____ EXERCISE INPUT
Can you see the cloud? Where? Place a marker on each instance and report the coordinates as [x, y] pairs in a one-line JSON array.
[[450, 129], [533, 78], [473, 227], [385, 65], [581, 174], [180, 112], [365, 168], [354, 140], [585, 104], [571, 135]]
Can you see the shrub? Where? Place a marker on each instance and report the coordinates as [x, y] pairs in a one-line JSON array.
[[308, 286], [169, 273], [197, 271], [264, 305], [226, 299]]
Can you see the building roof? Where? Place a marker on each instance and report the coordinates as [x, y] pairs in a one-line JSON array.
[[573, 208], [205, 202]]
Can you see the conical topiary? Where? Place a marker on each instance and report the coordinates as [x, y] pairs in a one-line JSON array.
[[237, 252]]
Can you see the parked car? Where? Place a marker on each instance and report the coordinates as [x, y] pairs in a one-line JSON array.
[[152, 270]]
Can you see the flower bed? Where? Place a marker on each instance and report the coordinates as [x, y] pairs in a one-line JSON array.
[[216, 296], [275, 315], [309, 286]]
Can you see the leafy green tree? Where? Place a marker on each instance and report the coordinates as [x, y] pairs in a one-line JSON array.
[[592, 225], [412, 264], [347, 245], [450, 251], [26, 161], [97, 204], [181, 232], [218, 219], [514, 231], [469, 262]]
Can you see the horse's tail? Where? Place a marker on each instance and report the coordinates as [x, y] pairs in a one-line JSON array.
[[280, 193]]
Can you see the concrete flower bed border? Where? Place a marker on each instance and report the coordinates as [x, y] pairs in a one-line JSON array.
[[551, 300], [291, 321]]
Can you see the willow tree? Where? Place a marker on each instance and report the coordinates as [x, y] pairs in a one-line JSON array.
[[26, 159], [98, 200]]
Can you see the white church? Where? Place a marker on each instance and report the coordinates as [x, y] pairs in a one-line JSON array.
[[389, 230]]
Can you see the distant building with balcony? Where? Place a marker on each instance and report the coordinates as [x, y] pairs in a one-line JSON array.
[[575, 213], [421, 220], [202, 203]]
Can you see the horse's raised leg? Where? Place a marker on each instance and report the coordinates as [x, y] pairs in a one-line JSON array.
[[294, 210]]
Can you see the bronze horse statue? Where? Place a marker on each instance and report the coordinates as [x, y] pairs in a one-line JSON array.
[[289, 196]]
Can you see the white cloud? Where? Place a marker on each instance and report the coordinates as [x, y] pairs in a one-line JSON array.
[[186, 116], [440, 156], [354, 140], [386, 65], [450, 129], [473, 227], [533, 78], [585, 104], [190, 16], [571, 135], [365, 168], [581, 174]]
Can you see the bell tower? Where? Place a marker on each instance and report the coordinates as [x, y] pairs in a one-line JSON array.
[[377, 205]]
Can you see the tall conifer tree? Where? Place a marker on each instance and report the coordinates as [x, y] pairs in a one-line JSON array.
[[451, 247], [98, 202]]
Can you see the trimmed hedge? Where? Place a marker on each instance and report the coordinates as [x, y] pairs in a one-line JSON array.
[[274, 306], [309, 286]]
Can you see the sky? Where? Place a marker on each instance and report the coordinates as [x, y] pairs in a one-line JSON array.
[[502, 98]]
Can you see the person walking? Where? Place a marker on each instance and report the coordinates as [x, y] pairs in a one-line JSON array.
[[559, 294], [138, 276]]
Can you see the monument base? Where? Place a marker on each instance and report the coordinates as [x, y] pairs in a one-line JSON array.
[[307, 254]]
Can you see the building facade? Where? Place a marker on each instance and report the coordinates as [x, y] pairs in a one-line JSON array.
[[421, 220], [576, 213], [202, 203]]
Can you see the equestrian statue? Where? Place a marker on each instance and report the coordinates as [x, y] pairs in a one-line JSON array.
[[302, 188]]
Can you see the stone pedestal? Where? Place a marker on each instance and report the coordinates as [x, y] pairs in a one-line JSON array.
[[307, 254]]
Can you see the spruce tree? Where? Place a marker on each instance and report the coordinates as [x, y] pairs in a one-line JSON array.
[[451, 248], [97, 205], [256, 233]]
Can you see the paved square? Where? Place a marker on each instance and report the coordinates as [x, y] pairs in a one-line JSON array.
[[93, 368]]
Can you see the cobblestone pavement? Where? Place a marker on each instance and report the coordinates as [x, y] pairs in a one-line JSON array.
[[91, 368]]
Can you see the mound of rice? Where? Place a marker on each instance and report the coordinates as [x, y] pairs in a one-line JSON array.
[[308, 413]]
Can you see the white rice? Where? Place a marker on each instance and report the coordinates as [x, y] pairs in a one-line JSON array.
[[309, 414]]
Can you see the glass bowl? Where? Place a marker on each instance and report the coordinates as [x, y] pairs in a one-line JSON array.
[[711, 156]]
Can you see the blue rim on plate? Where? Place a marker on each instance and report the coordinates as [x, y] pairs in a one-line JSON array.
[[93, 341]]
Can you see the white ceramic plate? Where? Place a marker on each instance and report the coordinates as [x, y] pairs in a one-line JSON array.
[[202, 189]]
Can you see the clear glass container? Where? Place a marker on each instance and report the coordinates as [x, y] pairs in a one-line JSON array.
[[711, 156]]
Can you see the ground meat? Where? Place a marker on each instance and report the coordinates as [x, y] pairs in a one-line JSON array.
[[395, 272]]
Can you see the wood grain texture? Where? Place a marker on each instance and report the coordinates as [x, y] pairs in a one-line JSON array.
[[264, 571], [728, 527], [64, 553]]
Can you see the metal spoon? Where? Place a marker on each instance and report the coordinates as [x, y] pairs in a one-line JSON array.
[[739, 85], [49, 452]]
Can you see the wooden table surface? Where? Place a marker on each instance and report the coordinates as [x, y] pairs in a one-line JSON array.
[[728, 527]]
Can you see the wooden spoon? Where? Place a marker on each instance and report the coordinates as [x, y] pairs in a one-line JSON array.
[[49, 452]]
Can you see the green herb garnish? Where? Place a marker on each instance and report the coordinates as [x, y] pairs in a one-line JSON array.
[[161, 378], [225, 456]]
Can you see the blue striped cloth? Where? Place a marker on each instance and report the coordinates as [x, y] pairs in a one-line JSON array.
________
* _EXERCISE DIRECTIONS_: Swap "marker" for "pin" throughout the records above and write out every line again, leaving everything else unchanged.

* _RIGHT ANSWER_:
Can you see the cloud? Where? Place a pin on each instance and report the coordinates as [x, y] pairs in a one-line JSON array.
[[450, 129], [533, 78], [473, 227], [385, 65], [581, 174], [180, 112], [365, 168], [354, 140], [585, 104], [571, 135]]
Can you see the shrub? Where? Place a pin on each instance and report the coordinates as [x, y] pairs in a one-line JSON array.
[[308, 286], [169, 273], [197, 271], [264, 305], [226, 299]]
Can you see the building roof? Where? Place a pin on each instance and report the coordinates as [x, y] pairs in a one-line JSON array.
[[573, 208], [205, 202]]
Can you see the conical topiary? Where? Place a pin on each instance and report the coordinates as [x, y] pairs in a one-line JSON array.
[[237, 252]]
Can you see the parked car? Where? Place a pin on each instance and report the coordinates as [x, y] pairs in a one-line JSON array.
[[152, 270]]
Can you see the flower bed? Where? Place a pin on each instance and report the coordinates as [x, y] pairs in a one-line JSON array.
[[216, 296], [275, 315], [309, 286]]
Can you see the leafy green tree? Where? Place a pin on each instance and report the coordinates as [x, y] pairs in a one-line JSON array.
[[592, 225], [412, 264], [347, 245], [450, 251], [26, 161], [97, 204], [181, 232], [218, 219], [514, 231], [469, 262]]
Can you see the horse's tail? Where? Place a pin on each instance and report the coordinates as [x, y] pairs in a one-line JSON array.
[[280, 193]]
Can you see the concrete flower bed border? Where? Place a pin on each instance and report the coordinates as [x, y] pairs in a one-line JSON array.
[[551, 300], [291, 321]]
Can you see the willow tree? Where? Place a pin on each instance and report the coordinates as [x, y] pairs in a one-line JSON array.
[[26, 159], [98, 200]]
Can you see the white church? Where? Place a pin on each instance and report the coordinates as [x, y] pairs in a one-line JSON array.
[[389, 230]]
Can you see the distant building with balcony? Where? Place a pin on each instance and report the coordinates as [x, y] pairs in a one-line JSON array.
[[575, 213], [421, 220], [202, 203]]
Can you see the horse's raised leg? Where? Place a pin on each instance and report the coordinates as [x, y] pairs in a one-line JSON array.
[[294, 210]]
Can you see the bronze horse statue? Where? Place a pin on each instance and report the coordinates as [x, y] pairs in a one-line JSON array.
[[289, 196]]
Can you see the white cloud? Where? Place a pin on each instance and report the coordinates as [x, y] pairs in a one-line JSON array.
[[186, 116], [440, 156], [354, 140], [386, 65], [450, 129], [473, 227], [533, 78], [585, 104], [190, 16], [571, 135], [365, 168], [581, 174]]
Can you see the bell tower? Where? Place a pin on each instance and report the coordinates as [x, y] pairs in a one-line JSON array.
[[377, 205]]
Can you see the tall conifer tree? Where? Place a pin on each instance and report the coordinates as [x, y] pairs in a one-line JSON array.
[[451, 247], [98, 202]]
Can you see the trimmed hedge? Where? Place a pin on each instance and report the coordinates as [x, y] pairs in a one-line JSON array.
[[274, 306], [309, 286]]
Can you see the sky? Where? Place a pin on each instance and report the coordinates as [x, y] pairs in a one-line JSON array.
[[502, 98]]
Can you see the person walking? Where? Place a pin on each instance and report the coordinates as [x, y] pairs in a one-line JSON array.
[[559, 294], [138, 276]]
Can you see the monument base? Where? Place a pin on each instance and report the coordinates as [x, y] pairs in a one-line JSON array.
[[307, 254]]
Can you see the building facade? Where? Place a pin on each instance and report the coordinates as [x, y] pairs in a one-line JSON array.
[[421, 220], [576, 213], [202, 203]]
Can you see the equestrian statue? Where? Place a pin on each instance and report the coordinates as [x, y] pairs in a one-line JSON array.
[[302, 188]]
Can you see the stone pedestal? Where? Place a pin on each instance and report the coordinates as [x, y] pairs in a one-line JSON array.
[[307, 254]]
Can you see the spruce tree? Where? Place a pin on each instance and report the coordinates as [x, y] pairs in a one-line JSON array.
[[451, 248], [97, 205], [256, 233]]
Can you see the paved square? Where? Place a pin on each instance and report the coordinates as [x, y] pairs in a one-line JSON array.
[[93, 368]]
Can you see the cobblestone pavement? Where? Place a pin on each instance and report the coordinates as [x, y] pairs in a one-line JSON array.
[[91, 368]]
Can you see the mound of rice? Where? Place a pin on each instance and report the coordinates as [x, y] pairs in a one-line JSON array.
[[308, 413]]
Can you see the white rice? Where? Place a pin on each instance and report the coordinates as [x, y] pairs in a one-line JSON array.
[[309, 414]]
Can you see the glass bowl? Where? Place a pin on each instance and report the coordinates as [x, y] pairs in a one-line JSON array.
[[711, 156]]
Can you see the blue rim on plate? Where? Place a pin on each instance and report the coordinates as [x, y] pairs in a one-line JSON array.
[[93, 341]]
Can you see the white ceramic plate? Where? Place a pin on each instance and report the coordinates as [x, y] pairs in a one-line JSON array.
[[202, 189]]
Can you see the clear glass container? Where? Place a pin on each instance and report the coordinates as [x, y] pairs in a one-line JSON array.
[[711, 156]]
Can you see the ground meat? Where? Place a pin on each instance and report the coordinates as [x, y] pairs in a one-line JSON array.
[[395, 272]]
Can you see the wood grain texture? Where? Place a pin on each instance and report the coordinates as [x, y] pairs in a one-line JSON array.
[[264, 571], [728, 527], [64, 553]]
Can you see the metal spoon? Where? Place a pin on each instance and report the coordinates as [x, y] pairs in a one-line JSON array.
[[739, 85], [49, 452]]
Can you see the wooden table surface? Where? Place a pin on each instance and report the coordinates as [x, y] pairs in a one-line JSON array.
[[728, 527]]
Can you see the wooden spoon? Where? Place a pin on each instance and report the coordinates as [x, y] pairs in a one-line JSON array.
[[49, 452]]
Can you see the green herb garnish? Where? Place a pin on each instance and report the coordinates as [x, y] pairs in a one-line JSON array.
[[161, 378], [225, 456]]
Can you see the blue striped cloth? Where? Place a pin on each instance and report the coordinates as [x, y] pairs in a one-line JSON array.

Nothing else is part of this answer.